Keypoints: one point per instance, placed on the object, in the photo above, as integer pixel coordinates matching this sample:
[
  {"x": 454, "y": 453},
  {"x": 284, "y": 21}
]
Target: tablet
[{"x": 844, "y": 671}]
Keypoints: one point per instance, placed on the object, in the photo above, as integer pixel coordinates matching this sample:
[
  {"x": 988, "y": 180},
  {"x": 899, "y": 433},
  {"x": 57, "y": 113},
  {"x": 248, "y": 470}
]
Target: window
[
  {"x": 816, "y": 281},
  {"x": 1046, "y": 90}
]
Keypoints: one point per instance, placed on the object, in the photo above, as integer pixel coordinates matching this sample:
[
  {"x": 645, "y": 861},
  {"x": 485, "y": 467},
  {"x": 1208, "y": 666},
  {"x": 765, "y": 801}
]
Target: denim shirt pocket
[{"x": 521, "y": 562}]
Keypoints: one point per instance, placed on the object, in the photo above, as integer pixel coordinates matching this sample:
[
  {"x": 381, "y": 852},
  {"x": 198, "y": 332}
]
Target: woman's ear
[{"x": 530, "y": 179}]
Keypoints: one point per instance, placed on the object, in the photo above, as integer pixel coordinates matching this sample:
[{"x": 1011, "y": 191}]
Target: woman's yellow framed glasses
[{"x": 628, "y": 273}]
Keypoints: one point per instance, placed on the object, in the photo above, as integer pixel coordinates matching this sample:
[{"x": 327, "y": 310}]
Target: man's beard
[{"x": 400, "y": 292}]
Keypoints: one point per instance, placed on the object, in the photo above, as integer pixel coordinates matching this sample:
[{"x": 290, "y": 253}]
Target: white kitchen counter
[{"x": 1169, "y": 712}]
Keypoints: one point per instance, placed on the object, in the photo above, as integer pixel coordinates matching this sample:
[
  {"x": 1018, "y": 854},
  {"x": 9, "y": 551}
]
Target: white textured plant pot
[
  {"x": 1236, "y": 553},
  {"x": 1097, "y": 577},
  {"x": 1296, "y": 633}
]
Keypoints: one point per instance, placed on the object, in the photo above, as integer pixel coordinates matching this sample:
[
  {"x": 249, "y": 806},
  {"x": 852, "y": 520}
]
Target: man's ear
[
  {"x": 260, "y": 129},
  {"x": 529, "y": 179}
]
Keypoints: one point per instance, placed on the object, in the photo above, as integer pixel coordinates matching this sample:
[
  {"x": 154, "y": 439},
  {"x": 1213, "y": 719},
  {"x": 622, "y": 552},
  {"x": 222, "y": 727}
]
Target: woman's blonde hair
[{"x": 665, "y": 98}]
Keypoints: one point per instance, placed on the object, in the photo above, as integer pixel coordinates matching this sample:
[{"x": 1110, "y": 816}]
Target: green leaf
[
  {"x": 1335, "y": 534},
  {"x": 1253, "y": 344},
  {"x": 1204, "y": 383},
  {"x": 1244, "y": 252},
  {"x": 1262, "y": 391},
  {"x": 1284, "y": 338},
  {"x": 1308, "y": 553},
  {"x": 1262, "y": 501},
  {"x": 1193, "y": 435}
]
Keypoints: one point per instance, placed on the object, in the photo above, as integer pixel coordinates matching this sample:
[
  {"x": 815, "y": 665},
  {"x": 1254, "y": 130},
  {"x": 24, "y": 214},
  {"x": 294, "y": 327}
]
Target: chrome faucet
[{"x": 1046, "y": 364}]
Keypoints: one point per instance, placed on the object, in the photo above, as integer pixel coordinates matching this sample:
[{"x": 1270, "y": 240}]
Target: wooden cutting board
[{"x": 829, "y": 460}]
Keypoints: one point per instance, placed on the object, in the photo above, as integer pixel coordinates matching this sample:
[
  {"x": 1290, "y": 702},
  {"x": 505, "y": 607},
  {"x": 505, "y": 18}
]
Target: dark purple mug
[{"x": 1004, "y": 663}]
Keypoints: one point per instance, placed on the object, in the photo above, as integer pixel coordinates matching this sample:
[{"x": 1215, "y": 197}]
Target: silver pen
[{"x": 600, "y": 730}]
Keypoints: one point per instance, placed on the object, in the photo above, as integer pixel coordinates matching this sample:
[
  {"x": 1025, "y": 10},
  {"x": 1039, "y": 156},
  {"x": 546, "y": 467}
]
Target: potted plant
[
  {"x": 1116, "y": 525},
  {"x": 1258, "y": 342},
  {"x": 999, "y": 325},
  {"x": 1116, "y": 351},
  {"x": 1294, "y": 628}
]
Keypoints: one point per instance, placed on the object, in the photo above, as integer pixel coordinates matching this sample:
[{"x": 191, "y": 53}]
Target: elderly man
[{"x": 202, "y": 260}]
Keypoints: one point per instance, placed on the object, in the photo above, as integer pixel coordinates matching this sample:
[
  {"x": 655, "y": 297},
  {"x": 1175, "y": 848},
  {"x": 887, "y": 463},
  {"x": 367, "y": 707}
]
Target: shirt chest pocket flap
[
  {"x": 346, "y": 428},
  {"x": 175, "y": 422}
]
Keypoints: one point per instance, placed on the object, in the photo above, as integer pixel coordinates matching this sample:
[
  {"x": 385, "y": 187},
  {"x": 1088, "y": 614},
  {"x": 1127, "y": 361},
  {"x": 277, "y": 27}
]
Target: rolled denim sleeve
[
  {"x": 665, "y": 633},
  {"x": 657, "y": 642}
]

□ □ □ □

### SET EXERCISE
Write out the material from the first line to the last, exactly.

### EXPECTED ANSWER
Keypoints: one point per instance, placed on the object, in the photo above, as integer pixel coordinates matching this sample:
[
  {"x": 454, "y": 453},
  {"x": 284, "y": 21}
]
Target: tablet
[{"x": 844, "y": 671}]
Keypoints: one point per instance, placed on the object, in the photo above, as integer pixel coordinates matching this sample:
[
  {"x": 988, "y": 180},
  {"x": 899, "y": 433},
  {"x": 57, "y": 113},
  {"x": 248, "y": 470}
]
Target: window
[
  {"x": 816, "y": 281},
  {"x": 1046, "y": 90}
]
Keypoints: one point per instance, placed on the object, in the photo above, as integer pixel coordinates matching this sample:
[
  {"x": 645, "y": 861},
  {"x": 485, "y": 467},
  {"x": 1208, "y": 666},
  {"x": 765, "y": 801}
]
Target: denim shirt pocket
[{"x": 521, "y": 562}]
Keypoints: one point per instance, placed on the object, in the photo above, as integer pixel coordinates matching this sample:
[
  {"x": 381, "y": 852},
  {"x": 198, "y": 332}
]
Target: woman's ear
[{"x": 530, "y": 179}]
Keypoints: one point per instance, placed on the object, in the photo above, as integer pixel coordinates matching this sample:
[{"x": 1011, "y": 191}]
Target: woman's yellow framed glasses
[{"x": 628, "y": 273}]
Keypoints: one point per instance, placed on the object, in the photo above, as integer pixel coordinates matching this sample:
[{"x": 327, "y": 310}]
Target: man's beard
[{"x": 400, "y": 292}]
Keypoints: one point per instance, placed on the object, in the photo above, as integer pixel coordinates matching this sample:
[{"x": 290, "y": 253}]
Target: white kitchen counter
[{"x": 1169, "y": 712}]
Keypoints: one point per instance, placed on the object, in the photo above, as integer pixel coordinates matching this sample:
[
  {"x": 1018, "y": 854},
  {"x": 9, "y": 551}
]
Target: white textured plant pot
[
  {"x": 1236, "y": 553},
  {"x": 1097, "y": 577},
  {"x": 1296, "y": 633}
]
Keypoints: one point per instance, placed on the object, in the photo above, as integer pixel coordinates matching this sample:
[
  {"x": 249, "y": 806},
  {"x": 852, "y": 520}
]
Target: man's ear
[
  {"x": 260, "y": 129},
  {"x": 529, "y": 179}
]
Keypoints: one point per instance, placed on the object, in the photo above, as integer pixel coordinates matching this sample:
[
  {"x": 154, "y": 439},
  {"x": 1213, "y": 719},
  {"x": 622, "y": 552},
  {"x": 222, "y": 727}
]
Target: woman's blonde hair
[{"x": 665, "y": 98}]
Keypoints: one point per instance, placed on the object, in the photo above, as integer pixel coordinates matching this sample:
[{"x": 1110, "y": 816}]
Target: green leaf
[
  {"x": 1335, "y": 534},
  {"x": 1253, "y": 344},
  {"x": 1204, "y": 383},
  {"x": 1244, "y": 252},
  {"x": 1262, "y": 391},
  {"x": 1284, "y": 338},
  {"x": 1308, "y": 553},
  {"x": 1262, "y": 501},
  {"x": 1193, "y": 435}
]
Keypoints: one point per instance, placed on the object, in the photo above, as integer pixel coordinates matching this sample:
[
  {"x": 815, "y": 665},
  {"x": 1254, "y": 130},
  {"x": 24, "y": 214},
  {"x": 294, "y": 327}
]
Target: chrome faucet
[{"x": 1046, "y": 364}]
Keypoints: one point per instance, placed on the object, in the photo above, as integer pixel coordinates matching this sample:
[{"x": 1270, "y": 240}]
Target: wooden cutting board
[{"x": 829, "y": 460}]
Keypoints: one point per instance, placed on the object, in the photo above, as integer pixel coordinates matching this sample:
[
  {"x": 1290, "y": 702},
  {"x": 505, "y": 607},
  {"x": 505, "y": 18}
]
Target: dark purple mug
[{"x": 1004, "y": 663}]
Keypoints: one point per instance, placed on the object, in the photo above, as integer pixel coordinates matching this sample:
[{"x": 1215, "y": 197}]
Target: silver pen
[{"x": 600, "y": 730}]
Keypoints: one point per instance, placed on the object, in the photo above, as integer pixel coordinates matching this sample:
[
  {"x": 1025, "y": 10},
  {"x": 1039, "y": 156},
  {"x": 546, "y": 467}
]
Target: potted plant
[
  {"x": 1116, "y": 525},
  {"x": 1258, "y": 342},
  {"x": 999, "y": 325},
  {"x": 1116, "y": 351},
  {"x": 1294, "y": 628}
]
Keypoints: one point per instance, placed on the object, in the photo above, as integer pixel coordinates matching this sample:
[{"x": 191, "y": 53}]
Target: elderly man
[{"x": 202, "y": 260}]
Keypoints: one point per instance, placed on the object, in the photo above, as integer pixel coordinates matching this sample:
[
  {"x": 655, "y": 297},
  {"x": 1175, "y": 848},
  {"x": 887, "y": 463},
  {"x": 367, "y": 707}
]
Target: shirt chest pocket flap
[
  {"x": 346, "y": 428},
  {"x": 175, "y": 422}
]
Keypoints: one point per instance, placed on the object, in the photo above, as integer pixel coordinates matching this sample:
[
  {"x": 385, "y": 187},
  {"x": 1088, "y": 614},
  {"x": 1127, "y": 361},
  {"x": 277, "y": 27}
]
Target: rolled denim sleeve
[
  {"x": 665, "y": 633},
  {"x": 657, "y": 642}
]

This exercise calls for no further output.